# Netzwerksignal "weiterleiten"

## doedel

Ich möchte mal anfangen, sowas wie einen fli4l zu bauen, allerdings komplett von grund auf selber.

Nun habe ich einen rechner mit zwei netzwerkkarten und möchte diesen erst einmal einfach zwischen meinen router und pc klemmen und traffic loggen und über eine http-"gui" auslesen. Dies geht denke ich, indem ich einen apache installiere und mit php die log datei auslese.

Nun möchte ich wissen wie ich das anstelle, dass wenn mein signal vom router an eth0 reinkommt und an eth1 wieder rauskommen soll???? ich hab schon gegoogelt usw. aber bin daraus nicht sehr schlau geworden, also geht das, dass man das mir hier anfänger-verständlich erklärt?

das mit der ip vergabe möchte ich so machen, dass mein dsl-modem mit router per dhcp immer noch weiterhin ips vergibt, am besten wäre es dann auch, wenn der pc, den ich machen will, auch ips vergibt, an die die nach diesem kommen.

das hört sich ja sicher sehr wirr an, aber ich hoffe ihr kapiert das, hier nochmal in kürze:

DSL-Router mit DHCP Server vergibt an Gentoo Bastel PC die IP und der Gentoo Bastel PC vergibt die IP-Adressen an alle weiteren Rechner die über die zweite Netzwerkkarte und alle weiteren Rechner sind dann z.b. meim schöner Athlon hier   :Very Happy: 

Wie geht das???? (ich hoffe, das hört sich nicht zu plump an)   :Question:   :Question: 

THX im vorraus!

Dödel

----------

## gerry

1. Das hört sich nicht wirr an sondern etwas umständlich

2. Du brauchst offensichtlich einen DHCP Proxy, kein Plan ob es sowas gibt, wer hat denn schon Bedarf für sowas?  :Smile: 

3. Wenn alle Rechner an nem Hub (kein Switch! oder switching Hub!) hängen bekommen auch alle Rechner alle Pakete zu sehen. Dann nimmste einen Rechner, lässt auf dem Ethereal und anderes (hab bisher nur Ethereal benutzt) laufen und sparst dir ne Menge Stress.

4. Wenn's nur drum geht den http Traffic zu protokollieren -> kostenlose Astaro Version runterladen (gibt's das noch umsonst?) auf dem Bastel PC installieren, per Mausklick einrichten, zurücklehnen und geniessen

----------

## l3u

Für alle Fragen bezüglich "Pakert da rein und da raus" würd ich mich mal an die iptables wenden :-)

## Aufgaben
[a] Schreibe aus dem Forenthread den Abschnitt ab, der mit den Worten „DSL-Router mit DHCP“ beginnt und mit „THX im vorraus!“ endet.
[b] Stimmen diese Aussagen mit dem Forenthread überein? Beantworte jede mit Ja oder Nein und zitiere die entscheidenden Worte.
(i) doedel will den Traffic protokollieren und über eine Weboberfläche auslesen.
(ii) gerry rät, alle Rechner an einen Switch zu hängen, damit alle Pakete sichtbar werden.
(iii) l3u verweist bei Fragen zum Weiterleiten von Paketen auf iptables.
[c] Beantworte diese Fragen zum Forenthread:
(i) Welche Webserver-Software will doedel installieren?
(ii) Welches Gerät soll laut doedel weiterhin per DHCP IPs vergeben?
(iii) Welches Programm hat gerry nach eigener Aussage bisher benutzt?

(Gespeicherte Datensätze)
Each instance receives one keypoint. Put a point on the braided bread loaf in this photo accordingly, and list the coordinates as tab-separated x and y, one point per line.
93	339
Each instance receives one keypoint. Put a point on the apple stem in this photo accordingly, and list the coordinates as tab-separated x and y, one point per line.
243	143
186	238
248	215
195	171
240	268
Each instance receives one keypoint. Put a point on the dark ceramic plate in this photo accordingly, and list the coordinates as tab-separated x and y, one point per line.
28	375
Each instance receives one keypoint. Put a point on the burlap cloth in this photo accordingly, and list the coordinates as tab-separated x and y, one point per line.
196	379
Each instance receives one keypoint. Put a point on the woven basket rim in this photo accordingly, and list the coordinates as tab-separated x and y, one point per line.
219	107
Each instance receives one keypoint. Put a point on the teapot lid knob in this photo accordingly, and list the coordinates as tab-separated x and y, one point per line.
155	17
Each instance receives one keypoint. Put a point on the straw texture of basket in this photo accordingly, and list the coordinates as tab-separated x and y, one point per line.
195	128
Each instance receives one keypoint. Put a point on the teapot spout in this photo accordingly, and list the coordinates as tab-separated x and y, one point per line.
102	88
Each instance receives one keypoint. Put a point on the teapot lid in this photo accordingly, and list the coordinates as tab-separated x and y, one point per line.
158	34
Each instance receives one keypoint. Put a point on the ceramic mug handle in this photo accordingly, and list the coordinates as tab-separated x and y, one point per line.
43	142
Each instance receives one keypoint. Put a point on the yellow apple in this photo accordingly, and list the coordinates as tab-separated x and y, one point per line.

## Lösungen
[a]
DSL-Router mit DHCP Server vergibt an Gentoo Bastel PC die IP und der Gentoo Bastel PC vergibt die IP-Adressen an alle weiteren Rechner die über die zweite Netzwerkkarte und alle weiteren Rechner sind dann z.b. meim schöner Athlon hier   :Very Happy: 

Wie geht das???? (ich hoffe, das hört sich nicht zu plump an)   :Question:   :Question: 

THX im vorraus!

[b]
(i) Ja: „traffic loggen und über eine http-"gui" auslesen“
(ii) Nein: „an nem Hub (kein Switch! oder switching Hub!)“
(iii) Ja: „würd ich mich mal an die iptables wenden“

[c]
(i) Apache
(ii) Das DSL-Modem mit Router
(iii) Ethereal